*** Dataset records Section Begins ***

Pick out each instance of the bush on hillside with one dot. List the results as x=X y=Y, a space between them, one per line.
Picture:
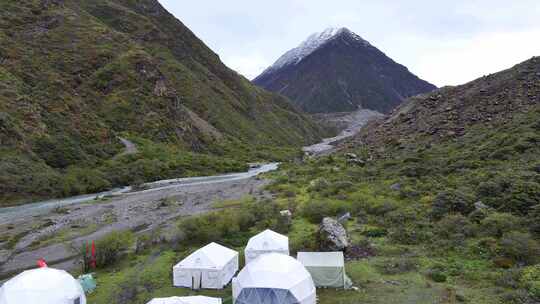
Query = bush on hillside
x=530 y=279
x=520 y=247
x=451 y=201
x=315 y=211
x=509 y=194
x=497 y=224
x=397 y=266
x=112 y=247
x=232 y=226
x=533 y=221
x=454 y=227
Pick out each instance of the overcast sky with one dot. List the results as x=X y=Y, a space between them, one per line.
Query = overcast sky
x=444 y=42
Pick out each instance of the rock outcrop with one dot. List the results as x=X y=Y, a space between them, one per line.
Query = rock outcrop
x=332 y=235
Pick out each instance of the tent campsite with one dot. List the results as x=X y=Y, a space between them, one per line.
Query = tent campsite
x=186 y=300
x=211 y=267
x=326 y=268
x=44 y=286
x=266 y=242
x=274 y=279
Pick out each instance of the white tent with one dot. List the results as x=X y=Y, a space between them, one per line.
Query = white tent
x=266 y=242
x=326 y=268
x=186 y=300
x=43 y=286
x=274 y=279
x=212 y=267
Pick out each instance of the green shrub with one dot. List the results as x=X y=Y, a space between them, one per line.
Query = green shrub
x=454 y=226
x=397 y=266
x=497 y=224
x=451 y=201
x=530 y=279
x=232 y=226
x=318 y=185
x=375 y=232
x=533 y=221
x=315 y=211
x=520 y=247
x=112 y=247
x=410 y=235
x=437 y=276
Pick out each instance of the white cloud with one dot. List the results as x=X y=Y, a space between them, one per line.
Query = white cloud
x=444 y=42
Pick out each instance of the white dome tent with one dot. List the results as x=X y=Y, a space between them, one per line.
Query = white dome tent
x=266 y=242
x=43 y=286
x=211 y=267
x=326 y=268
x=274 y=279
x=186 y=300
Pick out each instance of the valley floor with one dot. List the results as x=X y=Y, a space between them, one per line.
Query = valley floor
x=59 y=234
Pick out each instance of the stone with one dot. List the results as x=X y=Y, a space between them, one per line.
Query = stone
x=460 y=297
x=344 y=217
x=332 y=235
x=4 y=256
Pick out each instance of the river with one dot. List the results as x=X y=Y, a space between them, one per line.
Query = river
x=43 y=207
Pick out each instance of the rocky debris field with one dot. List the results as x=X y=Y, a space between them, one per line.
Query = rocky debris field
x=57 y=236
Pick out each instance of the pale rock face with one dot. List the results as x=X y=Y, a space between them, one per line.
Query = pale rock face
x=332 y=235
x=314 y=42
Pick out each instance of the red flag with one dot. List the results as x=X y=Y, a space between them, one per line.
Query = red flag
x=93 y=258
x=41 y=263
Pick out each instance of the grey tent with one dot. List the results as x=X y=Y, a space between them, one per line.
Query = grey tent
x=326 y=268
x=274 y=278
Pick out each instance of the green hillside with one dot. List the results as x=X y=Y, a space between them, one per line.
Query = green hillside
x=76 y=75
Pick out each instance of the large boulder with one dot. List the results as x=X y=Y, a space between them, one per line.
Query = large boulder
x=332 y=235
x=4 y=256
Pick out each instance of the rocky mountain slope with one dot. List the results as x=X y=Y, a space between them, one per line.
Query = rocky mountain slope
x=338 y=71
x=74 y=75
x=445 y=189
x=491 y=102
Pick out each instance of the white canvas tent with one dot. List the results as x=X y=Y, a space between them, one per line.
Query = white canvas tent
x=43 y=286
x=211 y=267
x=326 y=268
x=274 y=279
x=186 y=300
x=266 y=242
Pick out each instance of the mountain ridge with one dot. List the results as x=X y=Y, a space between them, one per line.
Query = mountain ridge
x=76 y=75
x=338 y=71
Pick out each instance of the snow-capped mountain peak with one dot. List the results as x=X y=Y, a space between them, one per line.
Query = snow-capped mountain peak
x=310 y=45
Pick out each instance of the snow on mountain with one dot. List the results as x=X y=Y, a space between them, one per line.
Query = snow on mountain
x=310 y=45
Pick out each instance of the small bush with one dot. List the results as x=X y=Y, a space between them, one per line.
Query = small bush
x=454 y=226
x=497 y=224
x=520 y=247
x=530 y=279
x=318 y=185
x=410 y=235
x=315 y=211
x=509 y=278
x=451 y=202
x=112 y=247
x=397 y=266
x=375 y=232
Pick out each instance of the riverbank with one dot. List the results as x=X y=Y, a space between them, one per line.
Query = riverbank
x=56 y=231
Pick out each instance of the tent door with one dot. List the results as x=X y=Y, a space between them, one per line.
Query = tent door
x=196 y=280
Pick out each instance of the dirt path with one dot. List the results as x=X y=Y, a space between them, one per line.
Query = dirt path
x=131 y=148
x=353 y=121
x=57 y=235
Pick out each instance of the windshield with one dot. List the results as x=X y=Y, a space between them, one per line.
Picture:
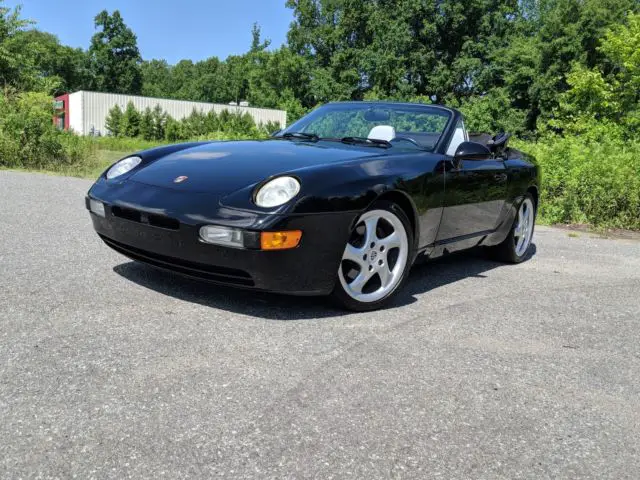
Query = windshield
x=418 y=125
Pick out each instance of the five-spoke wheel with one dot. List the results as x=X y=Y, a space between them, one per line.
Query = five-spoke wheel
x=515 y=247
x=376 y=258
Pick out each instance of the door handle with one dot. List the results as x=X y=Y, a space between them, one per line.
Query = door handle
x=500 y=177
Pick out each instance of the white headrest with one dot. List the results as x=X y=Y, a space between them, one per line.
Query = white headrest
x=383 y=132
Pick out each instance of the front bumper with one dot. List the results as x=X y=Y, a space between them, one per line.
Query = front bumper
x=172 y=242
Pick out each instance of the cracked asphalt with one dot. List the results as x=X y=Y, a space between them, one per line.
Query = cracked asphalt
x=111 y=369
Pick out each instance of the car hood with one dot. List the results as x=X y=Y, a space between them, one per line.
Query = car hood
x=225 y=167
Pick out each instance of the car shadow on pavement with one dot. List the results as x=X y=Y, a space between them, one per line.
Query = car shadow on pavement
x=423 y=278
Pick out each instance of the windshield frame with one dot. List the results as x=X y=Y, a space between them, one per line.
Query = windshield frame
x=300 y=124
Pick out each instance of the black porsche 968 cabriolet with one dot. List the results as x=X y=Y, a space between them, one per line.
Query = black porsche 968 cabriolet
x=342 y=202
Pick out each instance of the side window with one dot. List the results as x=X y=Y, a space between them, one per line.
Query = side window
x=459 y=136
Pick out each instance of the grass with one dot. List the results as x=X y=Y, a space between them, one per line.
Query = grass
x=90 y=170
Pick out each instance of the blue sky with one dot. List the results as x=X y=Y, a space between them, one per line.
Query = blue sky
x=169 y=29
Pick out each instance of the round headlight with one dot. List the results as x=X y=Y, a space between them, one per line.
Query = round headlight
x=277 y=192
x=123 y=166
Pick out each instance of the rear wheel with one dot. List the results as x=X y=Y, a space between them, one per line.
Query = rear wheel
x=515 y=247
x=376 y=259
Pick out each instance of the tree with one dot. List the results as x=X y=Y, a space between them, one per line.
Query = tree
x=130 y=124
x=12 y=57
x=156 y=79
x=146 y=124
x=115 y=58
x=608 y=95
x=113 y=122
x=441 y=49
x=554 y=36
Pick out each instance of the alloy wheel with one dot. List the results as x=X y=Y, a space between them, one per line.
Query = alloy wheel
x=375 y=257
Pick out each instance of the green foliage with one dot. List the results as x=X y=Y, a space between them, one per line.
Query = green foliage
x=563 y=72
x=130 y=123
x=590 y=182
x=492 y=113
x=146 y=125
x=114 y=54
x=28 y=137
x=113 y=122
x=605 y=96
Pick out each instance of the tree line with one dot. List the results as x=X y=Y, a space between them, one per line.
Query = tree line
x=511 y=58
x=564 y=75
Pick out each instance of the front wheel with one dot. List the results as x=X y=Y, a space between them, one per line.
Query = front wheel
x=376 y=259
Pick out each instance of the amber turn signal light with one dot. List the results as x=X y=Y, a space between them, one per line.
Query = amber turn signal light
x=280 y=240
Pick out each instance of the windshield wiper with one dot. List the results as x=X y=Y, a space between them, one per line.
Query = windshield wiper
x=304 y=136
x=374 y=142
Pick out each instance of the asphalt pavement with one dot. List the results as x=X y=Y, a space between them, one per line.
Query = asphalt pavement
x=111 y=369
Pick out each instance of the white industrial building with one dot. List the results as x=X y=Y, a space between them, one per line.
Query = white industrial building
x=86 y=112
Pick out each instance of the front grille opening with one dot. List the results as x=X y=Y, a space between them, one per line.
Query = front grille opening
x=231 y=276
x=152 y=219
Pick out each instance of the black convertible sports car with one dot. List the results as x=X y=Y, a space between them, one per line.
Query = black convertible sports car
x=342 y=202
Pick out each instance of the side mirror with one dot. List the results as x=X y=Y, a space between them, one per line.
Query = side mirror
x=472 y=151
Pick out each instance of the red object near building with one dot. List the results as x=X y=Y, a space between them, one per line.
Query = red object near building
x=61 y=117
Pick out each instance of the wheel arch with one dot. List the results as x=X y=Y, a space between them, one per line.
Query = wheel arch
x=405 y=202
x=533 y=190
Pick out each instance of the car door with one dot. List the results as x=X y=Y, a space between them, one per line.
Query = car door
x=475 y=192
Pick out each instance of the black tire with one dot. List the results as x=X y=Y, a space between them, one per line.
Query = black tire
x=506 y=251
x=343 y=299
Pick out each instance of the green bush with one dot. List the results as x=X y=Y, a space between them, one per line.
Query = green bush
x=28 y=138
x=589 y=182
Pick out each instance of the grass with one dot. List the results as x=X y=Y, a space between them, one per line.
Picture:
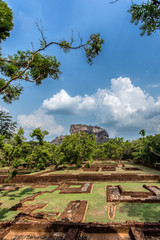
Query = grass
x=98 y=207
x=71 y=170
x=10 y=198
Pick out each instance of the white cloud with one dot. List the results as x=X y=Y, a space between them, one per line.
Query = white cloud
x=122 y=106
x=63 y=103
x=40 y=119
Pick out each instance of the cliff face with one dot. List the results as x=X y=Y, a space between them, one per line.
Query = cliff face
x=100 y=133
x=58 y=140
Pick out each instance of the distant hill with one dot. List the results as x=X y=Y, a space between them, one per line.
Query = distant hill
x=100 y=133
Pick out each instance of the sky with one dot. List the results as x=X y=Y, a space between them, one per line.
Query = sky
x=119 y=92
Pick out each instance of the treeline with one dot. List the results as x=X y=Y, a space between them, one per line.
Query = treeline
x=37 y=154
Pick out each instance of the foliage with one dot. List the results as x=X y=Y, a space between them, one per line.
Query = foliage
x=6 y=21
x=39 y=135
x=7 y=126
x=148 y=14
x=33 y=66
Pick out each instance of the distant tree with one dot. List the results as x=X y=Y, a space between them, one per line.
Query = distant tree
x=39 y=135
x=33 y=66
x=7 y=126
x=6 y=21
x=142 y=133
x=148 y=14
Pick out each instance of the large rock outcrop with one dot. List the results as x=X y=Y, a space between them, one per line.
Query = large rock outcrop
x=100 y=133
x=58 y=140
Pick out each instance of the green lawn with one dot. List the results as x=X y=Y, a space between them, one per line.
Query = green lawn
x=97 y=206
x=10 y=198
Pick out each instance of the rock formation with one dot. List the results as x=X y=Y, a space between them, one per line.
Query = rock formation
x=58 y=140
x=100 y=133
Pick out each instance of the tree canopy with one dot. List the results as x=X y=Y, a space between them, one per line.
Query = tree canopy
x=7 y=125
x=148 y=14
x=33 y=66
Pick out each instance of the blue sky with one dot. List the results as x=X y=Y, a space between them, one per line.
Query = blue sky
x=120 y=91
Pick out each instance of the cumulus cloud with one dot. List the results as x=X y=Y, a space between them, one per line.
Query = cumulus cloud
x=123 y=106
x=63 y=103
x=40 y=119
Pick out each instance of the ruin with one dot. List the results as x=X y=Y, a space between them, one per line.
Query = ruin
x=117 y=194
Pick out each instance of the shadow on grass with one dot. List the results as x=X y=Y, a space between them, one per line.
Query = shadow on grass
x=141 y=211
x=4 y=212
x=17 y=194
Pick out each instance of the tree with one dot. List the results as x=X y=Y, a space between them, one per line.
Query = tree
x=148 y=14
x=6 y=21
x=39 y=135
x=33 y=66
x=7 y=126
x=142 y=133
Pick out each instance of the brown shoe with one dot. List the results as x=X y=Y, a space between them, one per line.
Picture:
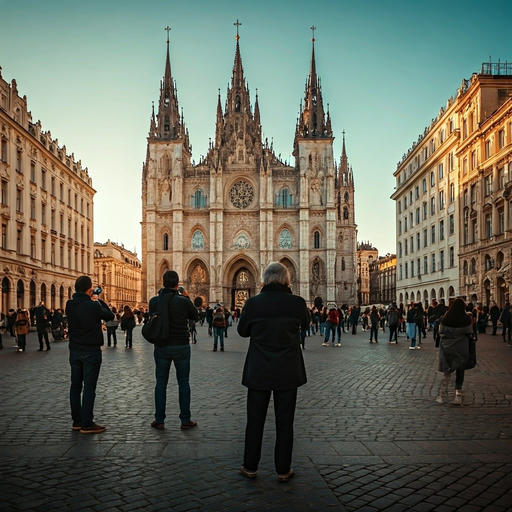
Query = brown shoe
x=189 y=424
x=285 y=478
x=93 y=429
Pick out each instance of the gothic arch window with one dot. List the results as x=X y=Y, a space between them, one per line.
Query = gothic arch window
x=316 y=240
x=285 y=239
x=241 y=242
x=197 y=241
x=284 y=198
x=198 y=199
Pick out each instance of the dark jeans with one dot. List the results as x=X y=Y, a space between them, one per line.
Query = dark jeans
x=111 y=333
x=85 y=369
x=129 y=337
x=284 y=409
x=164 y=356
x=42 y=332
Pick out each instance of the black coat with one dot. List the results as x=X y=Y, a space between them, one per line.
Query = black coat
x=180 y=310
x=273 y=320
x=84 y=321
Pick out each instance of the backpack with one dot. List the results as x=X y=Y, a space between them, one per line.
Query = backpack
x=392 y=318
x=333 y=316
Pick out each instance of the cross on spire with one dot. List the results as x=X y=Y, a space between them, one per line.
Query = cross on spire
x=313 y=28
x=237 y=25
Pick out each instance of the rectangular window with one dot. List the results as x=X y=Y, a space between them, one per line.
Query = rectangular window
x=19 y=200
x=5 y=193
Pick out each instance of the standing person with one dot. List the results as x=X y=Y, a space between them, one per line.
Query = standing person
x=374 y=324
x=506 y=319
x=112 y=326
x=42 y=320
x=218 y=324
x=84 y=317
x=22 y=328
x=393 y=316
x=128 y=324
x=176 y=348
x=456 y=350
x=274 y=365
x=412 y=326
x=354 y=318
x=494 y=313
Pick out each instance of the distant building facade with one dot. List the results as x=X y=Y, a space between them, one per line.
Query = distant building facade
x=118 y=271
x=46 y=210
x=220 y=222
x=366 y=256
x=454 y=220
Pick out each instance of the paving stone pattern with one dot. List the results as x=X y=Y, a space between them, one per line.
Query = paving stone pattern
x=368 y=433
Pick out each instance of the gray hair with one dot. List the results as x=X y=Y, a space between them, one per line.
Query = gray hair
x=276 y=273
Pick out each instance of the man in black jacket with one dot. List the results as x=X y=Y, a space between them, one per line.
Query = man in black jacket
x=274 y=364
x=179 y=309
x=84 y=317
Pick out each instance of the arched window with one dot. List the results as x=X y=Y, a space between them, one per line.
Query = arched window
x=198 y=199
x=316 y=240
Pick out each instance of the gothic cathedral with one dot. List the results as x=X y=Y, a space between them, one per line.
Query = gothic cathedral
x=220 y=222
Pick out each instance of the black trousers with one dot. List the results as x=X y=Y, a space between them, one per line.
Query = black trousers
x=284 y=409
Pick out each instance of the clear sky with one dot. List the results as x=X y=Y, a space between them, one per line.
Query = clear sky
x=90 y=71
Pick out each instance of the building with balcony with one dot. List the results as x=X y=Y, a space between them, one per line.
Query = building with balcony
x=118 y=271
x=46 y=210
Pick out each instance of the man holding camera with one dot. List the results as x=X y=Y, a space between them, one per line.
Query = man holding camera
x=85 y=340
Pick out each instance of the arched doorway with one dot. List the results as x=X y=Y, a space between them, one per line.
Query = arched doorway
x=6 y=295
x=20 y=292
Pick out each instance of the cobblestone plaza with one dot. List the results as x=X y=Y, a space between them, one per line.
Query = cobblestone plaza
x=368 y=433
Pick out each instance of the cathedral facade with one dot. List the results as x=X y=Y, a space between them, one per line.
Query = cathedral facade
x=220 y=222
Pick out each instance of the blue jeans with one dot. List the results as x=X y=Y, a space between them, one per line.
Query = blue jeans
x=85 y=370
x=164 y=356
x=218 y=332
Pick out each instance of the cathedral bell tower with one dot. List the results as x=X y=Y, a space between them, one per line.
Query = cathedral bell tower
x=313 y=152
x=168 y=153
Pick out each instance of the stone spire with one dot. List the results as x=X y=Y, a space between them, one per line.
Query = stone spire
x=169 y=123
x=312 y=121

*** Dataset records Section Ends ***

Please transcribe only the lines in the records above running from the line that has "Query = distant building facade" through the line that has "Pick out each instance of the gray", both included, exactly as they appear.

Query = distant building facade
x=118 y=271
x=46 y=210
x=220 y=222
x=366 y=256
x=454 y=220
Pick out each instance of the paving stone pattern with one dot. List the results as x=X y=Y, a space between them, one per line.
Query = paving stone pattern
x=368 y=433
Pick out each instance of the gray hair with one dot. List the results as x=X y=Y, a space between them, one per line.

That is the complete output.